++++ INFORMATION PROVIDED

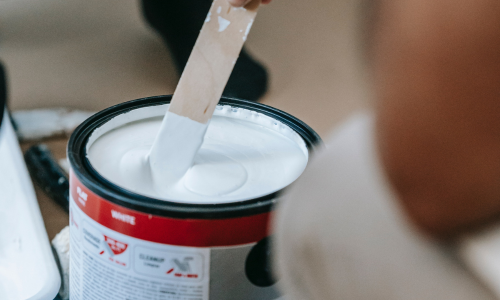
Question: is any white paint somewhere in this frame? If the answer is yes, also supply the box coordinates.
[147,111,208,193]
[243,19,253,41]
[219,16,231,32]
[87,105,308,203]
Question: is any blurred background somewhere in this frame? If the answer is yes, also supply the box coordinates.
[0,0,370,239]
[0,0,369,136]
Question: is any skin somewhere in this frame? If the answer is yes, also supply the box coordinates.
[372,0,500,238]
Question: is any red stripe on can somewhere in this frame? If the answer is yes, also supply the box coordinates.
[70,172,270,247]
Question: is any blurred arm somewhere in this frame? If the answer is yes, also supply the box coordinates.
[374,0,500,237]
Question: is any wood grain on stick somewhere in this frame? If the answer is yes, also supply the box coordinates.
[169,0,261,124]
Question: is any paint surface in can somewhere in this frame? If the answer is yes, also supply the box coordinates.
[68,98,319,300]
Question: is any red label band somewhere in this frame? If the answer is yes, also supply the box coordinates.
[70,172,270,247]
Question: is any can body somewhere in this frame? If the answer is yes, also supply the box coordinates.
[68,96,319,300]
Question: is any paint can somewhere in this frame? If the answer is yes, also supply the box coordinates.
[68,96,321,300]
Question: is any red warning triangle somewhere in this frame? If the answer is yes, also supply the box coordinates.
[104,235,128,255]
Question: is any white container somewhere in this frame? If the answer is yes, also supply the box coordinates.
[0,114,61,300]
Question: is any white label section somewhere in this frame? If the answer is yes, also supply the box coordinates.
[70,198,210,300]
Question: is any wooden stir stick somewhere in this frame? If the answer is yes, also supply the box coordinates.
[169,0,261,124]
[144,0,261,188]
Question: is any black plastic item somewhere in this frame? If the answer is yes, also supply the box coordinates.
[141,0,269,101]
[68,95,321,219]
[24,144,69,212]
[245,237,277,287]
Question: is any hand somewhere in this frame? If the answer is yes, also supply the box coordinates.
[227,0,271,7]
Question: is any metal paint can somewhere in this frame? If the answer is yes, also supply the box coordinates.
[68,96,321,300]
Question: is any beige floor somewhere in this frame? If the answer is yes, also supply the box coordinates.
[0,0,370,238]
[0,0,367,135]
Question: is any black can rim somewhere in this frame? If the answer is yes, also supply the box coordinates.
[67,95,322,219]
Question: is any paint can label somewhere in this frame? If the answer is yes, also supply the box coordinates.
[70,197,210,300]
[70,174,269,300]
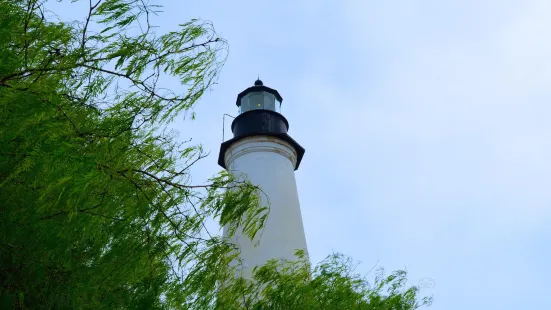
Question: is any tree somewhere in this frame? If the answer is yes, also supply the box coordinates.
[0,0,432,309]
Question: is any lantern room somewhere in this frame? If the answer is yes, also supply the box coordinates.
[236,80,283,114]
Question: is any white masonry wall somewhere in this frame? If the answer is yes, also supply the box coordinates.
[224,136,307,278]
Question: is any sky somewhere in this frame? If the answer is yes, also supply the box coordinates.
[48,0,551,310]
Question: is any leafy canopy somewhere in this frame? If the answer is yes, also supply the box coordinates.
[0,0,429,309]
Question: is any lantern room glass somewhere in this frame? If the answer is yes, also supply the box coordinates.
[238,91,281,114]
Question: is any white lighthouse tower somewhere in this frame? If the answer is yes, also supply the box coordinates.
[218,80,307,277]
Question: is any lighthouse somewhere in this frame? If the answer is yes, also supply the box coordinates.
[218,80,307,278]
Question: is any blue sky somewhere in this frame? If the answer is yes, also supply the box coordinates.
[48,0,551,310]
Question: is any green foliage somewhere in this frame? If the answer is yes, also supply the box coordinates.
[217,251,432,310]
[0,0,432,309]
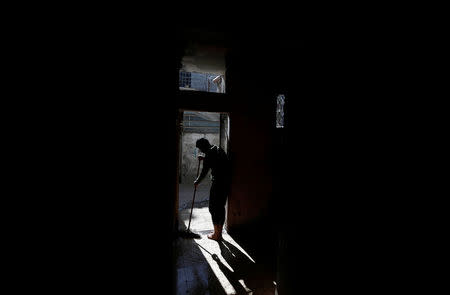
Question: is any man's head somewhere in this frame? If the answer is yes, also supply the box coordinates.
[195,138,211,153]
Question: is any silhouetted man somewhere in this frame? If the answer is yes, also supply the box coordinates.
[194,138,231,241]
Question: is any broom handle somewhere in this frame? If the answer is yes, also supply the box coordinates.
[187,159,200,230]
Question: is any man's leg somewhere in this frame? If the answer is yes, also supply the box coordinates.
[208,184,226,241]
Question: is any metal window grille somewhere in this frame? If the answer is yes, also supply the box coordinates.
[276,94,284,128]
[179,72,192,88]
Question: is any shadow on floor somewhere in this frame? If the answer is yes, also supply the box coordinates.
[174,216,276,295]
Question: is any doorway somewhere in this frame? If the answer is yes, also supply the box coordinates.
[176,109,231,234]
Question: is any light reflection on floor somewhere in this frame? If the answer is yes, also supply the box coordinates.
[176,208,276,295]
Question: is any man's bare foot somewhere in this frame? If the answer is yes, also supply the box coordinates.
[208,232,222,241]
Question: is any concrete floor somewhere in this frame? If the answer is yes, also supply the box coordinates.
[173,204,276,295]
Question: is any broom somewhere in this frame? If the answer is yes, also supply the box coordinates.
[180,157,202,239]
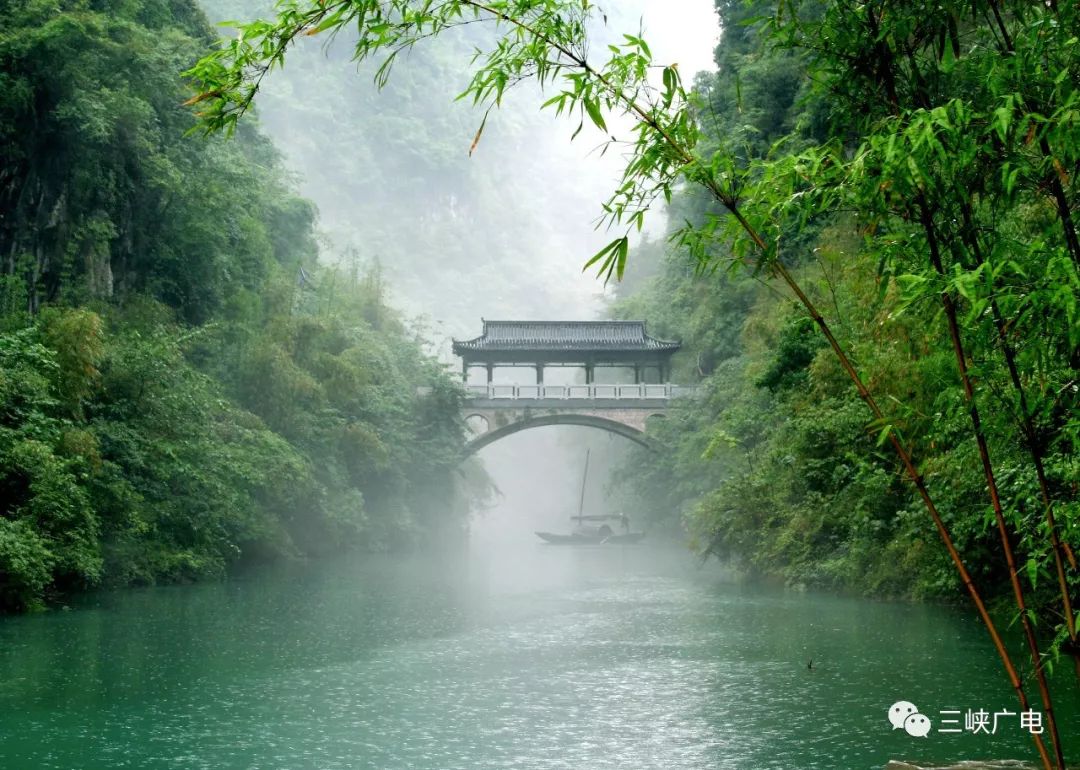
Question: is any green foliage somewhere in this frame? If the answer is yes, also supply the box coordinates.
[0,0,465,611]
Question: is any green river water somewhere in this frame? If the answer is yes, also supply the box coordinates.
[0,543,1080,770]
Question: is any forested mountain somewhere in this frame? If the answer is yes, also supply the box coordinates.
[617,0,1080,604]
[0,0,473,610]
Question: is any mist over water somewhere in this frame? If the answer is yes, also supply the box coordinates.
[203,0,719,542]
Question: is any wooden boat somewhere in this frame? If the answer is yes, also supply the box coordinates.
[537,532,645,545]
[537,450,645,545]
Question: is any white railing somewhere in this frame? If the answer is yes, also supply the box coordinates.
[465,382,697,401]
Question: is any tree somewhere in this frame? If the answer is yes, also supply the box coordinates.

++++++++

_AIM_
Restate every row above with "this frame" replaced by "this image" and everything else left unchanged, omitting the pictures.

_OUTPUT OF THE TASK_
Question: is any white paint somewhere in this image? If the answer is yes, also supply the box coordinates.
[147,111,208,193]
[243,19,253,41]
[219,16,231,32]
[87,105,308,203]
Question: is any blurred background somewhere in this image? If the answer is yes, also supply the box coordinates.
[0,0,370,239]
[0,0,369,136]
Question: is any skin somewhere in this image? If the answer is yes, also supply the box coordinates.
[372,0,500,238]
Question: is any red stripe on can somewhere in this image? If the answer is yes, also supply the box coordinates.
[70,172,270,247]
Question: is any blurred arm somewhere in this image? If the answer is yes, also supply the box coordinates.
[374,0,500,237]
Question: is any wood grain on stick somewhere in this image? If the answer is yes, also supply the box coordinates.
[169,0,261,124]
Question: is any paint surface in can somewhere in this image? If the answer is yes, also supply the box coordinates.
[68,98,319,300]
Question: is any red label band somewhere in this image? If the answer is yes, also supply the box coordinates.
[70,172,270,247]
Question: is any can body somewhere in this image? If the answer is yes, also supply the box coordinates.
[68,96,319,300]
Question: is any paint can somewhere in this image? If the answer is yes, also supply the box coordinates.
[68,96,321,300]
Question: is any red warning triangle somewhere in this image? If the answer is yes, also supply the box coordinates.
[104,235,128,255]
Question: is any white container somewhere in this image? If the answer is yes, also supply the box coordinates.
[0,114,61,300]
Question: is any white label section somewhere in this image? If the answer is yes, also supply the box coordinates.
[70,198,210,300]
Question: is any wooden stir stick somewhere in this image? If the answer is yes, also supply the box coordinates.
[169,0,261,124]
[144,0,261,188]
Question: is any black plastic item somewhere in this image? If the answer is yes, also supply the box coordinates.
[141,0,269,101]
[68,95,321,219]
[24,144,69,212]
[245,237,277,287]
Question: is any hand somewhere in this image? If the answer is yes, also supply the box coordinates.
[227,0,271,7]
Question: is any metal paint can somewhere in this image? If the answer is yes, also supply the box coordinates.
[68,96,321,300]
Question: is any beige floor somewhere in this image? If the answer is yes, also supply the box coordinates.
[0,0,370,238]
[0,0,367,135]
Question: is any black can rim somewhere in this image? If the answer is yes, also supply the box coordinates.
[67,95,322,219]
Question: is any paint can label somewhere in this image? If the answer is yes, also supply the box coordinates.
[70,197,210,300]
[70,174,269,300]
Question: is any tree somewhere in this image? If the answer is yes, also supply the box coordinates.
[0,0,432,309]
Question: is any lantern room somewhere in this image? If the answer is yes, also supply the box coordinates.
[236,80,283,114]
Question: is any white masonry wall somewhere in this image? If the answer is yes, also supply the box coordinates.
[224,136,307,278]
Question: is any sky somewhere in this image? If the answer is yes, also supply the box coordinates.
[48,0,551,310]
Question: is any leafy canopy somewhere in this image? If the answer is yes, also supply the box coordinates.
[0,0,429,309]
Question: is any lantern room glass somewhere in this image? If the answer is yes, also supply the box coordinates.
[238,91,281,114]
Question: is any white lighthouse tower somewhere in this image? If the answer is yes, also supply the box coordinates.
[218,80,307,277]
Question: is any lighthouse somewhere in this image? If the answer is yes, also supply the box coordinates.
[218,80,307,278]
Question: is any blue sky somewhere in this image? If the answer is yes, also supply the box coordinates.
[48,0,551,310]
Question: is any green foliage somewhere in this image? If the answer is yes, also supply the box coordinates.
[217,251,432,310]
[0,0,432,309]
Question: is any man's head somewhere in this image? If the answer is yes, also supply the box coordinates.
[195,138,211,153]
Question: is any silhouetted man somewhere in this image? If the answer is yes, also supply the box coordinates.
[194,138,231,241]
Question: is any broom handle somewhere in this image? If the answer is yes, also supply the box coordinates.
[187,159,200,230]
Question: is any man's leg somewhere in this image? If the answer is yes, also supply the box coordinates.
[208,184,226,241]
Question: is any metal window grille somewhere in this image? If the answer is yes, also supply the box coordinates.
[276,94,284,128]
[179,72,192,88]
Question: is any shadow on floor somewhere in this image? If the answer is yes, also supply the box coordinates.
[174,216,276,295]
Question: is any doorway somewhere in this image? If the answer is yes, also supply the box coordinates.
[176,109,231,234]
Question: is any light reflection on floor somewhere in this image? If the answer is yes, also supply the box coordinates.
[176,208,276,295]
Question: is any man's bare foot somewhere in this image? If the answer is yes, also supply the box coordinates.
[208,232,222,241]
Question: is any concrete floor somewhere in this image? If the answer is yes, also supply the box coordinates.
[173,204,276,295]
Question: is any broom somewhere in this image? If the answer is yes, also supply the box coordinates.
[180,157,202,239]
Question: is any green foliage somewhere in this image? If the answer is yes, also supply the box coordinates.
[0,0,465,611]
Question: is any green river water somewhere in this image? If the answer is yes, also supply the box coordinates.
[0,543,1080,770]
Question: is any forested mountain somewhere in this image? If the answer is yes, also supply the box coordinates.
[617,0,1080,604]
[0,0,473,610]
Question: is any mist over water somewhere in this image? If the answer is yes, also supply the box coordinates.
[203,0,719,542]
Question: is any wooden boat somewhere in this image? If the answer is yes, also supply the box coordinates.
[537,532,645,545]
[537,450,645,545]
Question: is any white railing somewhere in this image? If the answer is yes, also supply the box coordinates.
[465,382,697,401]
Question: is any tree somewhere in this image? If the answer is yes, also supply the box coordinates.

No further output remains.